╭─ MATERIALS PROVIDED
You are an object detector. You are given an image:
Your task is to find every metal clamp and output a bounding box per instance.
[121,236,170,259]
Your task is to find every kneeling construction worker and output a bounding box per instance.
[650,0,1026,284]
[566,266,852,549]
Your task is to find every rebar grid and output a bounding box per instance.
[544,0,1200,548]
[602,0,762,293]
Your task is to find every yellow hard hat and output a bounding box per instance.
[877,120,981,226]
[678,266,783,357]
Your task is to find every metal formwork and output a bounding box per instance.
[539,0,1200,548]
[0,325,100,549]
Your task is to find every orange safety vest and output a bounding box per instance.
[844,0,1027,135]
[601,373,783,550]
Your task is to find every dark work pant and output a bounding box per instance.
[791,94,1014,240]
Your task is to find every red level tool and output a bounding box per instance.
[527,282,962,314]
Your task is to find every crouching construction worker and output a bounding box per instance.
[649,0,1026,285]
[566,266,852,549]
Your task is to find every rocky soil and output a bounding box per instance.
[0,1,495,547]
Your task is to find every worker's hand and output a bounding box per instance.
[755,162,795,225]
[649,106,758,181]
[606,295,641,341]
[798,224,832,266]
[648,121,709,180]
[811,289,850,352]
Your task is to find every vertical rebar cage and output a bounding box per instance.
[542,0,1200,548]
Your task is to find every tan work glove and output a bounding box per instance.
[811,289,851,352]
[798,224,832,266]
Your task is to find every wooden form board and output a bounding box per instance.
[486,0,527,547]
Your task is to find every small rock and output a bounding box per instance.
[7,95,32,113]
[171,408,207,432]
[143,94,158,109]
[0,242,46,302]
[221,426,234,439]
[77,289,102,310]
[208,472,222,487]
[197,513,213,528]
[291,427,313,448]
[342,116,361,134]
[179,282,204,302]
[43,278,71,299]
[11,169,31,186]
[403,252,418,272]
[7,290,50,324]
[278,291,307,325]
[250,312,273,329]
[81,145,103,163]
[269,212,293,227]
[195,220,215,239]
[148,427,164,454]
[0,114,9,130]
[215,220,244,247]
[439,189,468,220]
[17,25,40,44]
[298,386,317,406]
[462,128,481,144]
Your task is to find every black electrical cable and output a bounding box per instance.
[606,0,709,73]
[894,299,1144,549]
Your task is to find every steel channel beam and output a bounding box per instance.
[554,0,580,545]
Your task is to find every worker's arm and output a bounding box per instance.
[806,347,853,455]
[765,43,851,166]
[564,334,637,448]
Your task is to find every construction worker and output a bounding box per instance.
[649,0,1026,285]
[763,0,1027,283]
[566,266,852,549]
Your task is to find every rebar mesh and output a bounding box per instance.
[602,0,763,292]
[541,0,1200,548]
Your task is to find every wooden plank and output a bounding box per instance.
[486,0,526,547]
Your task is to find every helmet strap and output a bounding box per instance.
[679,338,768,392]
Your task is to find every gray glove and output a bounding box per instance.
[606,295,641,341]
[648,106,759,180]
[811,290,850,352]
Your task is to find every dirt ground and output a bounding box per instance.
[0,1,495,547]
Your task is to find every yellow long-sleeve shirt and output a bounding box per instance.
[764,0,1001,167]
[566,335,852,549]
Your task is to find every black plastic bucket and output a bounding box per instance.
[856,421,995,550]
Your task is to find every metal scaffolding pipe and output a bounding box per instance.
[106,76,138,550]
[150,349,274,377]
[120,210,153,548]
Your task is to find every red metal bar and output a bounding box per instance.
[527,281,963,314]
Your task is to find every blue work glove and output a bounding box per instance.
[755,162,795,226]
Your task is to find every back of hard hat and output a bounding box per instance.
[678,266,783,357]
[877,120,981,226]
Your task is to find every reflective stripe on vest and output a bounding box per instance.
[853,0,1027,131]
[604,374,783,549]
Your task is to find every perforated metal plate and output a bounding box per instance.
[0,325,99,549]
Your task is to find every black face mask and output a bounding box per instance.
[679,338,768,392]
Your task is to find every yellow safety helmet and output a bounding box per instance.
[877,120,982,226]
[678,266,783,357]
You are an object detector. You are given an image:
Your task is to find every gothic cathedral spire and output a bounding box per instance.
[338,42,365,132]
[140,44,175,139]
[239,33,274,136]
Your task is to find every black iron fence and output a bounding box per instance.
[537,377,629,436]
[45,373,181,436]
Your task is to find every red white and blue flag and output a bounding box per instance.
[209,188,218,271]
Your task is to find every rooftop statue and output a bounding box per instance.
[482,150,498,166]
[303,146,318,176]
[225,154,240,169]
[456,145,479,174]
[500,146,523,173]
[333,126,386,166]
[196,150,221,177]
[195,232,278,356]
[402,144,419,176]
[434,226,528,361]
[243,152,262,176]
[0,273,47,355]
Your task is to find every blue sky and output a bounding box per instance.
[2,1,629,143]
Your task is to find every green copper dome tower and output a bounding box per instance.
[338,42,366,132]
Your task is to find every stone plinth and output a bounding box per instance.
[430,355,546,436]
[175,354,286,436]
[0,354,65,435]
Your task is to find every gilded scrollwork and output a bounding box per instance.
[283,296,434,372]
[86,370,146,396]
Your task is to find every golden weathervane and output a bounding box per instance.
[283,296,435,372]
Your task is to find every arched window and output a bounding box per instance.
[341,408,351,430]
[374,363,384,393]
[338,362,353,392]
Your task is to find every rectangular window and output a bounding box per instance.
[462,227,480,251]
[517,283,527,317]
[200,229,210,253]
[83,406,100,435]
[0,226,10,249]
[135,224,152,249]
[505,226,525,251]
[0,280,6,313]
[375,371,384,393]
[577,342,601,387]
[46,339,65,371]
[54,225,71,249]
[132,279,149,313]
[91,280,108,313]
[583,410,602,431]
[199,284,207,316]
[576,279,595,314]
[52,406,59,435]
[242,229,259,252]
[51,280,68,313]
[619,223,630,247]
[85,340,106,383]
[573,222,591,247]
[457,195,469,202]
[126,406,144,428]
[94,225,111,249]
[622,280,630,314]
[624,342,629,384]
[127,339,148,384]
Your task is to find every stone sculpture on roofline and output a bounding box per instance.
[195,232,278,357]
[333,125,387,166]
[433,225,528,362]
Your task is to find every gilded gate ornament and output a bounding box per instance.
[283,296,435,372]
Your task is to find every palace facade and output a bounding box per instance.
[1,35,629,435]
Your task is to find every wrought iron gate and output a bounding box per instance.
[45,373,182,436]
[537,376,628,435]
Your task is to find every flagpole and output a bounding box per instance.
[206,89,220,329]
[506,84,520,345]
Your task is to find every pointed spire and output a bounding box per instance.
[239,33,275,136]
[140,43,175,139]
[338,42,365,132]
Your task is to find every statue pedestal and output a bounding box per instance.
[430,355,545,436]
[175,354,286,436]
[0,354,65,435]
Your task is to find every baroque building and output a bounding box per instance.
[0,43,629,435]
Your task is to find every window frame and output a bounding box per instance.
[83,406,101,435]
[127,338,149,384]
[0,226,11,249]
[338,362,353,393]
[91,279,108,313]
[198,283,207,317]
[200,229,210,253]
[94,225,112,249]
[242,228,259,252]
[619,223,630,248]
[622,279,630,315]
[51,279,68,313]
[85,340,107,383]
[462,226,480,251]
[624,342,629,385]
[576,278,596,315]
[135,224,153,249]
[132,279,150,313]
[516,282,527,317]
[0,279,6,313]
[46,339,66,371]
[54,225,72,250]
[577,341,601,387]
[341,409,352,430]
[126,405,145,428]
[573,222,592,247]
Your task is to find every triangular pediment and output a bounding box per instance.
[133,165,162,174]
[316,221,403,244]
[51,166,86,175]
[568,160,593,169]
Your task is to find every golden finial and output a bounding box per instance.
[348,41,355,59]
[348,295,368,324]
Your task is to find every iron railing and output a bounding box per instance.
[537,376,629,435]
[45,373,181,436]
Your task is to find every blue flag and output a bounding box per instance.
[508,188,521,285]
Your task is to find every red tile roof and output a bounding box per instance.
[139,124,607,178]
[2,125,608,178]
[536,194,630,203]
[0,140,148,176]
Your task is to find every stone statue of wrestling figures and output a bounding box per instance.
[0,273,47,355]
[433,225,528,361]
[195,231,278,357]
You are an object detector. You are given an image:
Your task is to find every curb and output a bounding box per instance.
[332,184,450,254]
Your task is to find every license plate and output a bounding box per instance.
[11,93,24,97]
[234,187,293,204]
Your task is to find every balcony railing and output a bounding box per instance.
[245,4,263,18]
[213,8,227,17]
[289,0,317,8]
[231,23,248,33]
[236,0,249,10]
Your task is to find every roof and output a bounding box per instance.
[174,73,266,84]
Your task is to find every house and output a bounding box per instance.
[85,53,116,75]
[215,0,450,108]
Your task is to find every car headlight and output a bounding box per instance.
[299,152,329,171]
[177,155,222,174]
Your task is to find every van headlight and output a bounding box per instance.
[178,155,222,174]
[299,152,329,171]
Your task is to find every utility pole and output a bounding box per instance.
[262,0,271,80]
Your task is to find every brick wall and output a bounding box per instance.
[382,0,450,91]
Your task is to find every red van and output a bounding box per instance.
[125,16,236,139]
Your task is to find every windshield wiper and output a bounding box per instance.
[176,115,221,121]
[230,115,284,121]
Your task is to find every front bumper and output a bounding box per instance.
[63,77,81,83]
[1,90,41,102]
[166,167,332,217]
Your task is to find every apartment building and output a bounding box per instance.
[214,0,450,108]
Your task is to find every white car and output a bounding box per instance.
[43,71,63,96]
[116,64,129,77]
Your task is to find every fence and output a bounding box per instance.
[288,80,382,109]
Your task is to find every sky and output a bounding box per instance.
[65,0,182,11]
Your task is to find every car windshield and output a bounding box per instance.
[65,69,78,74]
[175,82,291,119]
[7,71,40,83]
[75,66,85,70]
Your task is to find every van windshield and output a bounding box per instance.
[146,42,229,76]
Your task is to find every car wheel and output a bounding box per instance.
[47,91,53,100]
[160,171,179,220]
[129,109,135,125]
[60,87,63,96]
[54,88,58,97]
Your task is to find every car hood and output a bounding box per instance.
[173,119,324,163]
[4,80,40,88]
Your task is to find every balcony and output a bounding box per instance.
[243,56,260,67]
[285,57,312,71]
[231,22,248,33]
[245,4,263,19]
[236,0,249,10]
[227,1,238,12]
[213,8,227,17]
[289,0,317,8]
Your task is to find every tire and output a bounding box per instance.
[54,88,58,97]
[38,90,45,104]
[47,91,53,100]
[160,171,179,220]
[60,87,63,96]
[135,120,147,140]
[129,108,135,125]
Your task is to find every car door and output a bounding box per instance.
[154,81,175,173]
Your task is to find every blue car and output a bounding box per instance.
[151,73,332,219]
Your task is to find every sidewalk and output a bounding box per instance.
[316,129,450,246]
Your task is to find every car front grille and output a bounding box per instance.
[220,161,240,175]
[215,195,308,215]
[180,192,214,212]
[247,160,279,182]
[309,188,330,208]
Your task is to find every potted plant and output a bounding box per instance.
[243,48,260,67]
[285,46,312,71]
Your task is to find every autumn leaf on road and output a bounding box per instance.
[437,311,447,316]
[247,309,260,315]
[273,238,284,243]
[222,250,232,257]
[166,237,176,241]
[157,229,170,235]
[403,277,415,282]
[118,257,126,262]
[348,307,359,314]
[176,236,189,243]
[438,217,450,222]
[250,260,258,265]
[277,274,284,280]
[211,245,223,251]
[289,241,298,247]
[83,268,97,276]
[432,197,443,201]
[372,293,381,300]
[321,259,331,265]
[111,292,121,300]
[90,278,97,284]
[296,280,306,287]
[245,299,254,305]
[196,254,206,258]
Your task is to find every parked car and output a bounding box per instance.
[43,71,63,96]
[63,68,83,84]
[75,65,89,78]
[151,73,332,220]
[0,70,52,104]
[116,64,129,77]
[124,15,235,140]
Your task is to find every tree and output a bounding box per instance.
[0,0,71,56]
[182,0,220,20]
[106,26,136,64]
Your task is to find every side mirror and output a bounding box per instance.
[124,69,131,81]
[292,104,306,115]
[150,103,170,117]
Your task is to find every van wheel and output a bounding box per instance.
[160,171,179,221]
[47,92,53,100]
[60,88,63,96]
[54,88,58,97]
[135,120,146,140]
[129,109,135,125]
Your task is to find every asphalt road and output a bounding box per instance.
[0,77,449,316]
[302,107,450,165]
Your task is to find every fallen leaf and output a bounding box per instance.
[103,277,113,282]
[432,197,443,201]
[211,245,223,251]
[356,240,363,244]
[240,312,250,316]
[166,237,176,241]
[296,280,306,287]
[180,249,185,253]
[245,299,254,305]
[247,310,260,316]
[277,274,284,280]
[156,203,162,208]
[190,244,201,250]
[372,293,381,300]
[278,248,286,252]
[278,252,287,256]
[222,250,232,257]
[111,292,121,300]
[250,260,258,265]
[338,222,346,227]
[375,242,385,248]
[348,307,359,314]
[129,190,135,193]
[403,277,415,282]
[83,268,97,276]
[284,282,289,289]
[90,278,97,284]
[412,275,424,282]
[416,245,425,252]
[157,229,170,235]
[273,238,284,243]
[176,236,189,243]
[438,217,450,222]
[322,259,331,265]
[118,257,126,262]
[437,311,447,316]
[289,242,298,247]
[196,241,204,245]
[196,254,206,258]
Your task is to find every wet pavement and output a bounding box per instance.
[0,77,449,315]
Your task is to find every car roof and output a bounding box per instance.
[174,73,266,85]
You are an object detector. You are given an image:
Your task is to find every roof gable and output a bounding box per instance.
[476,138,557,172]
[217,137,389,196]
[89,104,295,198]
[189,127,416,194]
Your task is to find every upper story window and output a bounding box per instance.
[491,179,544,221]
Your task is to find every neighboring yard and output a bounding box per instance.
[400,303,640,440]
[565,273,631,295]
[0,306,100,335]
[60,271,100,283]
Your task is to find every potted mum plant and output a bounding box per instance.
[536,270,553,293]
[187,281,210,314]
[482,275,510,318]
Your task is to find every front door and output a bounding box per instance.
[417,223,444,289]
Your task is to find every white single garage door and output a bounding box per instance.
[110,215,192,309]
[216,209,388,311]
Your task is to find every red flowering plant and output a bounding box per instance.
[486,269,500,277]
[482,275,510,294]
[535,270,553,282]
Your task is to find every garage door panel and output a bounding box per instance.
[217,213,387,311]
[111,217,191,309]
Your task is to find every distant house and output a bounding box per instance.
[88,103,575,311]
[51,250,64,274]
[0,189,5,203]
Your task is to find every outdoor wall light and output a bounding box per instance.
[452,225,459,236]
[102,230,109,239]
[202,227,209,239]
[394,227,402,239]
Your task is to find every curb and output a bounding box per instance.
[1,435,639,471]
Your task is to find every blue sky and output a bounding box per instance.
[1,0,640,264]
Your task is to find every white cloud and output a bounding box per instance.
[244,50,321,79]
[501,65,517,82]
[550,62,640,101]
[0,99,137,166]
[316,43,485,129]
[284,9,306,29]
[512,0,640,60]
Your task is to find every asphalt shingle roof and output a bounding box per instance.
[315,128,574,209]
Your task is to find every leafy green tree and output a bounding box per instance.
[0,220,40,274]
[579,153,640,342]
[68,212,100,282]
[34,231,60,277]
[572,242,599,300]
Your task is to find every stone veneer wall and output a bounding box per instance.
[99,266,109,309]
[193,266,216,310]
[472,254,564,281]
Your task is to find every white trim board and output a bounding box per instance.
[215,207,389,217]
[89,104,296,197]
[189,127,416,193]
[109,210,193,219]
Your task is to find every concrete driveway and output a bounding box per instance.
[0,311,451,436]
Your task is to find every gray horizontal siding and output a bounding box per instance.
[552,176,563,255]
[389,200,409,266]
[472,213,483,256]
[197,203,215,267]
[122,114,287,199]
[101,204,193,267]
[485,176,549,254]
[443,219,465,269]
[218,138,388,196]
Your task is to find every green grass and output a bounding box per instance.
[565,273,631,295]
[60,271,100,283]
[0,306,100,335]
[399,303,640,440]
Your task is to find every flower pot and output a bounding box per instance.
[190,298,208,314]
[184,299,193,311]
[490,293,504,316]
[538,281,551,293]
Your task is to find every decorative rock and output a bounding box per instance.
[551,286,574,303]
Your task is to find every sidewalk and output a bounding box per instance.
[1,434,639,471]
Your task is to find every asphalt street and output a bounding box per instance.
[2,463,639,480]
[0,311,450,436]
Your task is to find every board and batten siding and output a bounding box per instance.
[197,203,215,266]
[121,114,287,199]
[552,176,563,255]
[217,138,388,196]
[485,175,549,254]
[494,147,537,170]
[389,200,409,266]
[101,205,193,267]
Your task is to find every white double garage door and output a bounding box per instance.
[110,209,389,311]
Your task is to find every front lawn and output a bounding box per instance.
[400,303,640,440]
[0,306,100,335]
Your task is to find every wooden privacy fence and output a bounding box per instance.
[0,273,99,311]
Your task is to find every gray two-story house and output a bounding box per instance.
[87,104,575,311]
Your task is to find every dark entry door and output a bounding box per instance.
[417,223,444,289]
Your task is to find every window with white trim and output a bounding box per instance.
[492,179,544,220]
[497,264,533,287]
╰─
--- INSTRUCTIONS TO FOLLOW ---
Repeat exactly the lines above, starting with the line that contains "Your task is to find every asphalt street" and ending with the last line, both included, and nothing else.

--- SOLUTION FOR THIS TASK ---
Your task is to find every asphalt street and output a bounding box per instance.
[2,463,639,480]
[0,311,450,436]
Your task is to find every board and batten siding and output a bounding box per instance.
[197,203,215,266]
[121,114,287,199]
[552,176,563,255]
[217,138,388,196]
[485,175,549,254]
[494,147,537,170]
[389,200,409,266]
[101,205,193,267]
Your task is to find every white double garage door and output a bounding box per instance.
[110,209,389,311]
Your task is to find every front lawn and output a bounding box per instance.
[400,303,640,440]
[0,306,100,335]
Your task is to find every wooden privacy fence and output a bounding box per instance.
[0,273,99,311]
Your task is to find every gray two-story house and output a bounding box per instance.
[87,104,575,311]
Your task is to find every dark entry door and output a bounding box per instance.
[417,223,444,289]
Your task is to find every window with white trim and output a bounding box per instance.
[492,179,544,220]
[497,264,533,287]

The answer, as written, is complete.